### [DO THIS]
In the excerpt on the Shanxi mountain survey, which mountain is the only one with alpine grassland?

### [EXCERPT TO READ]

───

Comparing with a vegetation-type map of the Loess Plateau (Figure 1a) and a topographic map of Shanxi Province in China (Figure 1b), SGs on nine mountains were investigated from July to August in the summer of 2023, namely, Dianding (DD) in the Liuleng mountain system; Beitai (BT) and Dongtai (DT) in the Wutai mountain system; Malun (ML), Heyeping (HY), Yunzhong (YZ), and Yunding (YD) in the Lvliang mountain system; and Shunwangping (SU) and Shengwangping (SE) in the Zhongtiao mountain system (

Table 1. Geographical data and abbreviations for the nine mountains surveyed on the east of the Loess Plateau with three, four, and two mountains in its northern, central, and southern parts, respectively. According to the elevations, the type of grassland is only alpine grassland in BT with an elevation of more than 3000 m, and the others are subalpine grasslands with elevations of less than 3000 m.

Location	Mountain Name (Abbreviation)	Latitude (°N)	Longitude (°E)	Elevation (m)	Grassland Type
North	Dianding (DD)	39.85	113.94	2265	Subalpine grassland
	Beitai (BT)	39.08	113.57	3045	Alpine grassland
	Dongtai (DT)	39.05	113.67	2565	Subalpine grassland
Central	Malun (ML)	38.75	111.93	2710	Subalpine grassland
	Heyeping (HY)	38.71	111.84	2745	Subalpine grassland
	Yunzhong (YZ)	38.68	112.43	2260	Subalpine grassland
	Yunding (YD)	37.88	111.54	2690	Subalpine grassland
South	Shunwangping (SU)	35.42	111.96	2250	Subalpine grassland
	Shengwangping (SE)	35.34	112.21	1720	Subalpine grassland

). These mountains have typical SGs with a large area and facilitate relatively easy plant sampling. Among these mountains, DD, BT, and DT were geographically classified as northern; ML, HY, YZ, and YD as central; and SU and SE as southern mountains in Shanxi Province [24].

───

[Location identification entries]
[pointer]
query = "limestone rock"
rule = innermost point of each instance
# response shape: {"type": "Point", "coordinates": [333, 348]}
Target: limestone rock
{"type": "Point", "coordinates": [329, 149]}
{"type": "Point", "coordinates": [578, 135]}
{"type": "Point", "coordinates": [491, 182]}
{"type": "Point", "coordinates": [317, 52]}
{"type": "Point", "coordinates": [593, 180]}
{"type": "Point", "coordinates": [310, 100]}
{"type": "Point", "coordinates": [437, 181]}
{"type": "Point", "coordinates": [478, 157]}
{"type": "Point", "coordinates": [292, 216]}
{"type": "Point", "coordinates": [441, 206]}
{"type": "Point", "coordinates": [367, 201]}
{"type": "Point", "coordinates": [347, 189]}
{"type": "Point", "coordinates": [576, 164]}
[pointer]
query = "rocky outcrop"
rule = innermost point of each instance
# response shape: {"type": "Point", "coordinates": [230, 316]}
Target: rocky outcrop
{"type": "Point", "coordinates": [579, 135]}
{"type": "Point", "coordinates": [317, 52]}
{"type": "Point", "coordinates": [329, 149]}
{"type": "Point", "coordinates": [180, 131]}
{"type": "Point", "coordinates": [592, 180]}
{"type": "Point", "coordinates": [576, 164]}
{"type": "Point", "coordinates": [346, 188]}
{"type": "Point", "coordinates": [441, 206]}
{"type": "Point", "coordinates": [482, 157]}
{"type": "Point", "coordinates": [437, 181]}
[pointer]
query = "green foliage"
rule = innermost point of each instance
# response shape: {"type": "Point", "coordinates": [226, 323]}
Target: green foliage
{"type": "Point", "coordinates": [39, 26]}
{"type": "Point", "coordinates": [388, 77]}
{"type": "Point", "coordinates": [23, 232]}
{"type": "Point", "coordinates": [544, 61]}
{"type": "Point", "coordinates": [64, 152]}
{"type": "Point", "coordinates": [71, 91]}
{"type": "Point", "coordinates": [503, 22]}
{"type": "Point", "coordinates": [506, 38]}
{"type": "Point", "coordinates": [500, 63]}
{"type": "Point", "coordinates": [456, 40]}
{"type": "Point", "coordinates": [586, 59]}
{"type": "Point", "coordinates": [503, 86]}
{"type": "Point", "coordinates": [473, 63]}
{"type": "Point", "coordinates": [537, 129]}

───

### [FINISHED EXERCISE]
Beitai (BT), at an elevation of 3045 m.